Mervyn Wall (1908–1997) was an Irish writer who was born in Dublin.  Wall attended Belvedere College and worked as a civil servant 1934–48, for Radio Éireann from 1948–57, and as Secretary of the Arts Council for 1957–75. His wife, Frances Feehan, was a theatre and music critic.

Career
Wall published novels, short stories and plays, and wrote for a short-lived literary magazine, Ireland Today.

Wall wrote two humorous fantasy novels, The Unfortunate Fursey and The Return of Fursey, about
the misadventures of a monk in Dark Ages Ireland. The Fursey novels have been highly praised in North America. E. F. Bleiler in The Guide to Supernatural Fiction described The Unfortunate Fursey as  "a landmark book in the history of fantasy".
Darrell Schweitzer described Wall as "one of the finest comic fantasists ever, but also one of the most neglected." 
 Parke Godwin described both Fursey novels as "pure gold".

**Stated task 1**
Please format the rows, from the line containing "Where can you see the grass here?" through the end of the rows, as a Markdown table with the columns Number and Content. Number each line, skip blank lines, and leave out the pictures.
The rows have no connection to the piece on Mervyn Wall.

**Provided information**
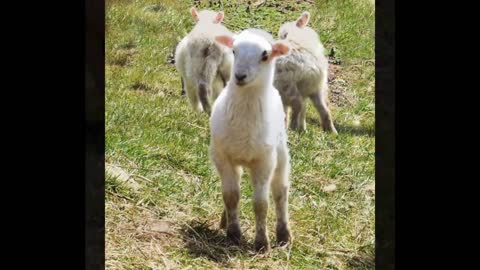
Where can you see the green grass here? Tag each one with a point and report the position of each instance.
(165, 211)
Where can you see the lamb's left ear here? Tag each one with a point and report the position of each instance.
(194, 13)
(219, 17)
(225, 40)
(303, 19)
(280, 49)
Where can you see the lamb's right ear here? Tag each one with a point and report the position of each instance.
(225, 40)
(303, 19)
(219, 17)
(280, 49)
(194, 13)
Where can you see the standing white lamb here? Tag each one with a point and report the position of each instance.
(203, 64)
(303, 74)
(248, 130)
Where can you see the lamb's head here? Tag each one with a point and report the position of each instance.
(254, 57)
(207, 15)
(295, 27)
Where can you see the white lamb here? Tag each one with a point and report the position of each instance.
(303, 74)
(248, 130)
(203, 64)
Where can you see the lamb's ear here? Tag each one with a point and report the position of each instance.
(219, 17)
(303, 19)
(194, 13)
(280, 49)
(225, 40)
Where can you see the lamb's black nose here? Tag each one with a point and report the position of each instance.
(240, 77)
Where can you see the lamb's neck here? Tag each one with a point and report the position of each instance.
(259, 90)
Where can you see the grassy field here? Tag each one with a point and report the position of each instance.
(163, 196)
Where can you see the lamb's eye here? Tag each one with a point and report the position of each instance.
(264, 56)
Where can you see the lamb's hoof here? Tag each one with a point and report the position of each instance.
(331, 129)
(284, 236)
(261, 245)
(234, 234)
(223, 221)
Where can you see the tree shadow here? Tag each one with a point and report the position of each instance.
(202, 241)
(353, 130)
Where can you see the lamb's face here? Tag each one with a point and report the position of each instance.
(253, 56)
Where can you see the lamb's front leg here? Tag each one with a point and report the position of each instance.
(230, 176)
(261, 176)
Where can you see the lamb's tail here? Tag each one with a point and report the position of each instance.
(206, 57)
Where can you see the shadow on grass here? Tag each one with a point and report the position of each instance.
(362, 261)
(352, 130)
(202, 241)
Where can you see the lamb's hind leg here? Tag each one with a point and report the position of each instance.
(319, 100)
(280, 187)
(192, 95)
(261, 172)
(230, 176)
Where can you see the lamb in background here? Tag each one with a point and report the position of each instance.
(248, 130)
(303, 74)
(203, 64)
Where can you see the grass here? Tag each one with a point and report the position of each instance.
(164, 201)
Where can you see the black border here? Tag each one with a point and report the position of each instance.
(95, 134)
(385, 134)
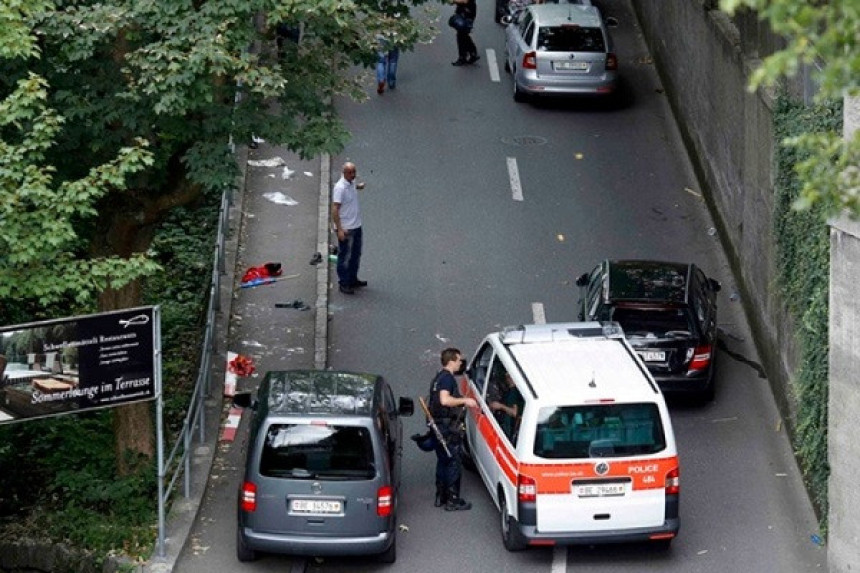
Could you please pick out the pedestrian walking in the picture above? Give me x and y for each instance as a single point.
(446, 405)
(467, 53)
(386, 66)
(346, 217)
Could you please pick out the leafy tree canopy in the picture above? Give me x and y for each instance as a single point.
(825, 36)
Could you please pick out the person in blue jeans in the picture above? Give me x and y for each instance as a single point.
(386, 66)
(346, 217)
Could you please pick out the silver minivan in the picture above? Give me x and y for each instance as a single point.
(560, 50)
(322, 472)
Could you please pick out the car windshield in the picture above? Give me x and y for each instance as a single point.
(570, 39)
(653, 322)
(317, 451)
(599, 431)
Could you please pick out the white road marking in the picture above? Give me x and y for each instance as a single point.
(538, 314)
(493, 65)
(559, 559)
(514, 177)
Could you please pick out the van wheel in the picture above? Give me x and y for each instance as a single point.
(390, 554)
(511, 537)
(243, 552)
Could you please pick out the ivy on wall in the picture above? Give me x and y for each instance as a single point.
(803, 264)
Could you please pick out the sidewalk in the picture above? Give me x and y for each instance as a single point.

**Stated task 2**
Resume the piece on Mervyn Wall from its final sentence.

**Task output 1**
| Number | Content |
|---|---|
| 1 | Where can you see the grass here? Tag each one with a point and report the position of each instance. |
| 2 | (164, 201) |
| 3 | Where can you see the black border here? Tag each one with a point and report the position of each instance. |
| 4 | (95, 134) |
| 5 | (385, 134) |
| 6 | Could you please pick out the pedestrian walking in the picture above? Give me x and y for each instance as a single point. |
| 7 | (446, 405) |
| 8 | (467, 53) |
| 9 | (386, 66) |
| 10 | (346, 217) |
| 11 | Could you please pick out the leafy tree canopy in the picture above? Give me x and y for each instance as a single point. |
| 12 | (825, 36) |
| 13 | Could you please pick out the person in blue jeans in the picture above? Give me x and y for each instance as a single point. |
| 14 | (386, 66) |
| 15 | (346, 217) |
| 16 | Could you please pick out the silver minivan in the picture above? Give me x and y for each instance as a single point. |
| 17 | (560, 50) |
| 18 | (322, 472) |
| 19 | Could you please pick out the car windshield in the picture above? Give me x and y for each instance as a single point. |
| 20 | (570, 39) |
| 21 | (653, 322) |
| 22 | (317, 451) |
| 23 | (599, 431) |
| 24 | Could you please pick out the white road marking in the picture above? Give me x and y for each instance as a single point. |
| 25 | (538, 314) |
| 26 | (493, 65) |
| 27 | (559, 559) |
| 28 | (514, 177) |
| 29 | Could you please pick out the van wheel in the picture above? Give me x and y for each instance as a single point. |
| 30 | (390, 554) |
| 31 | (511, 537) |
| 32 | (243, 552) |
| 33 | Could you please pick out the ivy on wall in the picture above? Give me x and y for each instance as a single point. |
| 34 | (803, 264) |
| 35 | Could you please pick out the sidewalk in the picture above? Give me x and y for each instance as a single point. |

**Task output 2**
Writings

Novels 
 The Unfortunate Fursey, 1946
 The Return of Fursey, 1948
 Leaves for Burning, 1952
 No Trophies Raise, 1956
 Hermitage, 1982
 The Garden of Echoes, 1982

Plays 
 Alarm among the Clerks, 1940
 The Lady in the Twilight, 1971

Other publications 
 A Flutter of Wings, 1974, short stories
 Forty Foot Gentlemen Only, 1963, history

References

 Darrell Schweitzer. "Mervyn Wall and the Comedy of Despair" in Schweitzer (ed). Discovering Classic Fantasy Fiction, Gillette BJ: Wildside Press, 1986, pp. 56–67.

External links 

 
 Mervyn Wall Collection at the Harry Ransom Center

1908 births
1997 deaths
Irish fantasy writers
Irish male dramatists and playwrights
Writers from Dublin (city)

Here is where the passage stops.